◆ **Material provided**:
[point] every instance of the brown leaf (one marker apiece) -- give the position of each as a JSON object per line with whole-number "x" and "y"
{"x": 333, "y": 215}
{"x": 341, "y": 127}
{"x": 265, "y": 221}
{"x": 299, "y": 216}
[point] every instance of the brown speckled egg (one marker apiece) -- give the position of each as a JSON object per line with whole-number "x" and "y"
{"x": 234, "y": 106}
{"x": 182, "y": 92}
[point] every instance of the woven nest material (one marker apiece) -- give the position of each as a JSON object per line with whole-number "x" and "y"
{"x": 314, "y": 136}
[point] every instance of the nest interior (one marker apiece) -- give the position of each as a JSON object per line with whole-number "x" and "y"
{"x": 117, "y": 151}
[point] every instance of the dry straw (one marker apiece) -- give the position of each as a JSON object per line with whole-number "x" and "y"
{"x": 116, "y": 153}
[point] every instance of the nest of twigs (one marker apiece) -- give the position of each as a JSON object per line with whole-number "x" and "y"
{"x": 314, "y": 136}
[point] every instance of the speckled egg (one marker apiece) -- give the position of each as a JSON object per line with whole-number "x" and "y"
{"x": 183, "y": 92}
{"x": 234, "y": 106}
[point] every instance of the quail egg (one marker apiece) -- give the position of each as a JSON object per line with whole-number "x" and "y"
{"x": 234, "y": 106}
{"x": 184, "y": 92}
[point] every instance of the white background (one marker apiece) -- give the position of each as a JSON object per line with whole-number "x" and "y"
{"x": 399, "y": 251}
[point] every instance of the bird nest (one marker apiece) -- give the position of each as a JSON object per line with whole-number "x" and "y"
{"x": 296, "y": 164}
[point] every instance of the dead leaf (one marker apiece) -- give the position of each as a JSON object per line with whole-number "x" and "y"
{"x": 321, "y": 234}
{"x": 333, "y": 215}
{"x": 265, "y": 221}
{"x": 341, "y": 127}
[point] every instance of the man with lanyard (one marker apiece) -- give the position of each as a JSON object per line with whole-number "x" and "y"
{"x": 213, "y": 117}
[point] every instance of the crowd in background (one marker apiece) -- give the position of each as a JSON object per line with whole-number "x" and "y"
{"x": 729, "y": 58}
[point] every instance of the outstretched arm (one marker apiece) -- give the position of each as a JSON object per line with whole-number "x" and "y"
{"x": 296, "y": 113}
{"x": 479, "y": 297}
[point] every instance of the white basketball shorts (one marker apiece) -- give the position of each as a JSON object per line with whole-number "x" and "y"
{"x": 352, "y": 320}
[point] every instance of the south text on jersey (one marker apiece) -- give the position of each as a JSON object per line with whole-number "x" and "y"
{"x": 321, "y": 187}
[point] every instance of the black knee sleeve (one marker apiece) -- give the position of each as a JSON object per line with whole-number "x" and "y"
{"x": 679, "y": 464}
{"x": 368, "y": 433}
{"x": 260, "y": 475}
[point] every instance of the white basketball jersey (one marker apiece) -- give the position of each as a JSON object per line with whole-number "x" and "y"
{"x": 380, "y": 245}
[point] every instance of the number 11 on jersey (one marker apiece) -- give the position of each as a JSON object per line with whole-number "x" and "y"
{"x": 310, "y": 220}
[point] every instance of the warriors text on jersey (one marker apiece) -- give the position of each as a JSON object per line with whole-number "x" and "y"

◆ **Task prompt**:
Make an exact copy of every line from the one with "[point] every instance of the white basketball shorts" to the end of the data, with the first and last of those lines included.

◆ **Written response**:
[point] every instance of the white basketball shorts (one marker apiece) -- give the position of each as a JSON object per line with whole-number "x" and "y"
{"x": 352, "y": 320}
[point] every instance of the south text on jersey (one marker apiece) -- give the position of each as a JSON object per line with whole-number "x" and "y"
{"x": 321, "y": 187}
[point] every instance of the black knee sleeve (one marker apiece) -- give the position of each as a JSON object per line with whole-number "x" and "y"
{"x": 679, "y": 464}
{"x": 368, "y": 433}
{"x": 260, "y": 475}
[point] every instance of the white basketball jersey (one marker apiece) -- give the position of each as a JSON object per line with whole-number "x" and "y"
{"x": 380, "y": 245}
[point] every instance of the number 11 on jersey (one marker apiece) -- give the position of each as a JSON object per line with whole-number "x" and "y"
{"x": 310, "y": 220}
[point] every instance of the warriors text on jersey (one marker apiece) -- give the position of each as a JSON object per line with whole-number "x" and "y"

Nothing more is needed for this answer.